Directive: Reproduce the data in its entirety, exactly as supplied.

Listed records:
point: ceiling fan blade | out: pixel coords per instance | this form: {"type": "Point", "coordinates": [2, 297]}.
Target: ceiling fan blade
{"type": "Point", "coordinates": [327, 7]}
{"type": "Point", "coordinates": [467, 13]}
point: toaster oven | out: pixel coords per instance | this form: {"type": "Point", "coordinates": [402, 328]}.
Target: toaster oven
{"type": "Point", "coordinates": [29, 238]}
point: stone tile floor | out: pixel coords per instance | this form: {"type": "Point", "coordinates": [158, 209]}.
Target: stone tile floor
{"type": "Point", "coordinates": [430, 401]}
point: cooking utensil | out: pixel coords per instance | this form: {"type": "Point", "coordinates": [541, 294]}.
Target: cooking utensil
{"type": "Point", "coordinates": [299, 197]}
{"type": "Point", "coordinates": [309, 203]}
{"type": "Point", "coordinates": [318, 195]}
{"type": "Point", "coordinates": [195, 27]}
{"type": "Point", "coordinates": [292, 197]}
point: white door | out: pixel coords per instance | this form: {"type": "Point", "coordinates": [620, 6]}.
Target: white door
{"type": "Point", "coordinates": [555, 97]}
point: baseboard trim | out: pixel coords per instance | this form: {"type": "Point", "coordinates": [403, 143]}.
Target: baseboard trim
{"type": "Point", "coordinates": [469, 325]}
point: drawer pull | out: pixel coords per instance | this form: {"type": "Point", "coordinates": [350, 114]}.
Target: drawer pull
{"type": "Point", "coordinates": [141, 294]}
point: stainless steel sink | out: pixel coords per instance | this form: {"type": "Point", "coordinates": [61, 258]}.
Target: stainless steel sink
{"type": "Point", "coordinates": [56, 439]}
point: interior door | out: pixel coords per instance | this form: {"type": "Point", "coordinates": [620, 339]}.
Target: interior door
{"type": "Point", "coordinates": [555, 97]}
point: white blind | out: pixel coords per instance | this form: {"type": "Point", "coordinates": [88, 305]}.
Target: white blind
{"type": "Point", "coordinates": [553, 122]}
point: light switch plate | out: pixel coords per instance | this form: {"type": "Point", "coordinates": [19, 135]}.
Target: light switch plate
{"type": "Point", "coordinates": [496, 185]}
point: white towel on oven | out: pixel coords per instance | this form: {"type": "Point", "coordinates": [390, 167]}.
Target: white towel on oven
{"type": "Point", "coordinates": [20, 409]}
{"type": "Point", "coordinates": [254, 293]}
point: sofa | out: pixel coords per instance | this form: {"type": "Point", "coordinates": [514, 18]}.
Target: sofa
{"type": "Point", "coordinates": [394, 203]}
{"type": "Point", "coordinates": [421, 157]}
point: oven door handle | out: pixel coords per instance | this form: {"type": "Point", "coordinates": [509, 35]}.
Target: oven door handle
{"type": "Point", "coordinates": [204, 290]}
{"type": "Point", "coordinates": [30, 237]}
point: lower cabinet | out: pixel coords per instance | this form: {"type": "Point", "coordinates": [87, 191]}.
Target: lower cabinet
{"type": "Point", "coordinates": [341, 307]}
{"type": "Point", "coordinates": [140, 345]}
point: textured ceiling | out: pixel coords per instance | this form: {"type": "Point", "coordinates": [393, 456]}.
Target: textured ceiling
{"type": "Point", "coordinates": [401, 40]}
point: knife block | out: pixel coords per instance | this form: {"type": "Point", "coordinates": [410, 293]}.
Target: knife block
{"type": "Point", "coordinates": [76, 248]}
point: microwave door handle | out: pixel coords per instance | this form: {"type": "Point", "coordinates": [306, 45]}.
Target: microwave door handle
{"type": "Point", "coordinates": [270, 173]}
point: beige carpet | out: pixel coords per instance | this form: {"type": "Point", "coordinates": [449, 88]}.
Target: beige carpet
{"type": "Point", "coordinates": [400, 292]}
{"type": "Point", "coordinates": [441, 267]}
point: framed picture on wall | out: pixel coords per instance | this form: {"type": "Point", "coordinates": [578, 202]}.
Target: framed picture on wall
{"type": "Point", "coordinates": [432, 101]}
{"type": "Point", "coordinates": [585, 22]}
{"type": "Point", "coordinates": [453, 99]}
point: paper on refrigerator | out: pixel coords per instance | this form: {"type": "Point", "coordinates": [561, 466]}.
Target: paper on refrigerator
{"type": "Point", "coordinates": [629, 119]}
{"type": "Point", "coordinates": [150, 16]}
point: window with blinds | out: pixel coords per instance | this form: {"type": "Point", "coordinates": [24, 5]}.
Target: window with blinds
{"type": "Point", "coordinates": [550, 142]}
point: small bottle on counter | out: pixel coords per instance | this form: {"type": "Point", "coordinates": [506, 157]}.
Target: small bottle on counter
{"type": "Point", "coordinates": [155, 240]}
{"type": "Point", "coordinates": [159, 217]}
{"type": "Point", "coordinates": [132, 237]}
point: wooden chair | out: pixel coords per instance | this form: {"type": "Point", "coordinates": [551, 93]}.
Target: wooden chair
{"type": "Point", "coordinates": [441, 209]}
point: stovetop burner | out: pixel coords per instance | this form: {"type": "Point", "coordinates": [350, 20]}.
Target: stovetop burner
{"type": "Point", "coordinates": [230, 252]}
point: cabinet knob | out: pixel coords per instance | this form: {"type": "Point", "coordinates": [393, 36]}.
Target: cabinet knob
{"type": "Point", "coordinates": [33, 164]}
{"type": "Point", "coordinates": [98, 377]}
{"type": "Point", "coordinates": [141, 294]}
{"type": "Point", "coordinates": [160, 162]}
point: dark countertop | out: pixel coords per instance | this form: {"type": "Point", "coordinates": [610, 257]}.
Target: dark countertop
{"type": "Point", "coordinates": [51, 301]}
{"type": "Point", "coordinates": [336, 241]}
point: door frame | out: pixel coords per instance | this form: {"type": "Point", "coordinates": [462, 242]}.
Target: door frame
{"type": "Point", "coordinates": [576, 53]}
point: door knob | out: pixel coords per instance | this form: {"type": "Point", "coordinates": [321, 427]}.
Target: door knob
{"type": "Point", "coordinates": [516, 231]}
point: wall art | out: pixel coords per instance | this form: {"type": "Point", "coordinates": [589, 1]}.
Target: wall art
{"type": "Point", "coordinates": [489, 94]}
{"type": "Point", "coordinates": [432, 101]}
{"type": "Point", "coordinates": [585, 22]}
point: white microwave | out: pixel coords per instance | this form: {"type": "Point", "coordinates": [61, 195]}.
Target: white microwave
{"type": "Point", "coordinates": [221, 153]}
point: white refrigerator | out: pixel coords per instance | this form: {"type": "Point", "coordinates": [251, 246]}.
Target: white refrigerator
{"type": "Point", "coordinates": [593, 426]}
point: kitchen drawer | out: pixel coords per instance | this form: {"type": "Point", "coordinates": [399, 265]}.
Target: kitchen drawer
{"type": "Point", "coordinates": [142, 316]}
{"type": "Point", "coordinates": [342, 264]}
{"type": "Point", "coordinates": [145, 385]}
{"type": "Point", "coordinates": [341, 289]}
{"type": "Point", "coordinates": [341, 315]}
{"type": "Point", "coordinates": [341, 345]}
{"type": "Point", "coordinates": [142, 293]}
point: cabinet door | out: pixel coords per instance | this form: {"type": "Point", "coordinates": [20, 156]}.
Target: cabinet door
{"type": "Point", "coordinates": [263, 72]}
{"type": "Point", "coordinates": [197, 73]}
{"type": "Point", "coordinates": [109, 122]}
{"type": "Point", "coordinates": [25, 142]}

Written answer:
point: ceiling fan blade | out: pixel coords per instance | this form: {"type": "Point", "coordinates": [2, 297]}.
Target: ceiling fan blade
{"type": "Point", "coordinates": [327, 7]}
{"type": "Point", "coordinates": [467, 13]}
point: toaster oven | out: pixel coords per instance | this form: {"type": "Point", "coordinates": [402, 328]}.
Target: toaster oven
{"type": "Point", "coordinates": [29, 238]}
point: stone tile floor | out: pixel coords per instance | this form: {"type": "Point", "coordinates": [158, 209]}.
Target: stone tile floor
{"type": "Point", "coordinates": [430, 401]}
point: cooking utensil | out: pixel coords per instance | this form: {"type": "Point", "coordinates": [541, 294]}.
Target: cooking utensil
{"type": "Point", "coordinates": [299, 197]}
{"type": "Point", "coordinates": [309, 203]}
{"type": "Point", "coordinates": [318, 195]}
{"type": "Point", "coordinates": [195, 27]}
{"type": "Point", "coordinates": [292, 197]}
point: white door | out: pixel coords per instance | this form: {"type": "Point", "coordinates": [620, 6]}.
Target: white door
{"type": "Point", "coordinates": [555, 97]}
point: baseboard trim | out: pixel coords per instance | this form: {"type": "Point", "coordinates": [403, 143]}.
Target: baseboard trim
{"type": "Point", "coordinates": [469, 325]}
point: drawer pull | out: pixel coords per instance | this form: {"type": "Point", "coordinates": [350, 114]}.
Target: drawer pull
{"type": "Point", "coordinates": [141, 294]}
point: stainless steel sink | out: pixel coords per instance | this form: {"type": "Point", "coordinates": [61, 258]}.
Target: stainless steel sink
{"type": "Point", "coordinates": [56, 439]}
point: interior door | out: pixel coords per instance | this form: {"type": "Point", "coordinates": [620, 339]}.
Target: interior door
{"type": "Point", "coordinates": [555, 97]}
point: white blind | out: pixel coords per instance | this form: {"type": "Point", "coordinates": [88, 305]}.
Target: white blind
{"type": "Point", "coordinates": [553, 122]}
point: light switch plate | out: pixel coords per instance | this form: {"type": "Point", "coordinates": [19, 135]}.
Target: light switch plate
{"type": "Point", "coordinates": [496, 185]}
point: white towel on oven | out: pixel coords per instance | this form: {"type": "Point", "coordinates": [390, 167]}.
Target: white towel on oven
{"type": "Point", "coordinates": [20, 409]}
{"type": "Point", "coordinates": [254, 293]}
point: sofa | out: pixel coords per instance | this form: {"type": "Point", "coordinates": [514, 18]}.
Target: sofa
{"type": "Point", "coordinates": [394, 203]}
{"type": "Point", "coordinates": [421, 157]}
point: oven door handle | out: pixel coords per instance | this form: {"type": "Point", "coordinates": [509, 35]}.
Target: oven door handle
{"type": "Point", "coordinates": [204, 290]}
{"type": "Point", "coordinates": [30, 237]}
point: lower cabinet | out: pixel coords per instance | this form: {"type": "Point", "coordinates": [87, 191]}.
Target: lower cabinet
{"type": "Point", "coordinates": [341, 307]}
{"type": "Point", "coordinates": [140, 345]}
point: textured ceiling | out: pixel coords per instance | this form: {"type": "Point", "coordinates": [393, 456]}.
Target: textured ceiling
{"type": "Point", "coordinates": [401, 40]}
point: knife block | out: pixel coords per instance | this form: {"type": "Point", "coordinates": [410, 293]}.
Target: knife block
{"type": "Point", "coordinates": [76, 248]}
point: microwave door handle | out: pixel coords per instance | this form: {"type": "Point", "coordinates": [306, 45]}.
Target: microwave door handle
{"type": "Point", "coordinates": [270, 173]}
point: beige carpet | out: pixel coords per instance | this form: {"type": "Point", "coordinates": [449, 88]}.
Target: beige carpet
{"type": "Point", "coordinates": [400, 292]}
{"type": "Point", "coordinates": [441, 267]}
point: framed picture on wall | out: pixel coords per instance | this form: {"type": "Point", "coordinates": [578, 202]}.
Target: framed picture on wall
{"type": "Point", "coordinates": [432, 101]}
{"type": "Point", "coordinates": [585, 22]}
{"type": "Point", "coordinates": [453, 99]}
point: paper on refrigerator | out: pixel coords per instance | this form: {"type": "Point", "coordinates": [561, 466]}.
Target: paper on refrigerator
{"type": "Point", "coordinates": [629, 119]}
{"type": "Point", "coordinates": [150, 16]}
point: window with blinds | out: pixel coords per instance | this form: {"type": "Point", "coordinates": [24, 5]}.
Target: window with blinds
{"type": "Point", "coordinates": [550, 142]}
point: small bottle on counter | out: pixel coords per instance | this form: {"type": "Point", "coordinates": [506, 157]}.
Target: small bottle on counter
{"type": "Point", "coordinates": [155, 240]}
{"type": "Point", "coordinates": [159, 217]}
{"type": "Point", "coordinates": [132, 237]}
point: wooden chair | out: pixel coords per instance | this form: {"type": "Point", "coordinates": [551, 93]}.
Target: wooden chair
{"type": "Point", "coordinates": [441, 209]}
point: stovetop burner | out: pixel coords per instance | this form: {"type": "Point", "coordinates": [350, 20]}.
Target: stovetop burner
{"type": "Point", "coordinates": [230, 252]}
point: cabinet knob | out: pixel coords per instance | this form: {"type": "Point", "coordinates": [393, 36]}.
Target: cabinet knob
{"type": "Point", "coordinates": [33, 164]}
{"type": "Point", "coordinates": [98, 377]}
{"type": "Point", "coordinates": [141, 294]}
{"type": "Point", "coordinates": [160, 162]}
point: dark countertop | out: pixel coords per instance | this form: {"type": "Point", "coordinates": [610, 257]}.
Target: dark countertop
{"type": "Point", "coordinates": [51, 301]}
{"type": "Point", "coordinates": [336, 241]}
point: door frame | out: pixel coords per instance | this form: {"type": "Point", "coordinates": [462, 242]}.
Target: door frame
{"type": "Point", "coordinates": [576, 53]}
point: door knob | out: pixel coords per instance | this form: {"type": "Point", "coordinates": [321, 427]}.
Target: door knob
{"type": "Point", "coordinates": [516, 231]}
point: wall art | out: pixel coords per instance | this form: {"type": "Point", "coordinates": [589, 1]}.
Target: wall art
{"type": "Point", "coordinates": [489, 94]}
{"type": "Point", "coordinates": [432, 101]}
{"type": "Point", "coordinates": [585, 22]}
point: white microwave | out: pixel coords per instance | this form: {"type": "Point", "coordinates": [61, 195]}.
Target: white microwave
{"type": "Point", "coordinates": [221, 153]}
point: white refrigerator | out: pixel coords per instance | this form: {"type": "Point", "coordinates": [251, 246]}.
Target: white refrigerator
{"type": "Point", "coordinates": [593, 426]}
point: kitchen drawer | out: pixel coords per instance | this form: {"type": "Point", "coordinates": [399, 265]}.
Target: kitchen drawer
{"type": "Point", "coordinates": [142, 316]}
{"type": "Point", "coordinates": [342, 264]}
{"type": "Point", "coordinates": [145, 385]}
{"type": "Point", "coordinates": [341, 289]}
{"type": "Point", "coordinates": [341, 315]}
{"type": "Point", "coordinates": [341, 345]}
{"type": "Point", "coordinates": [142, 293]}
point: cabinet door | out: pixel coords per instance | this form: {"type": "Point", "coordinates": [20, 156]}.
Target: cabinet door
{"type": "Point", "coordinates": [263, 72]}
{"type": "Point", "coordinates": [197, 73]}
{"type": "Point", "coordinates": [109, 122]}
{"type": "Point", "coordinates": [25, 142]}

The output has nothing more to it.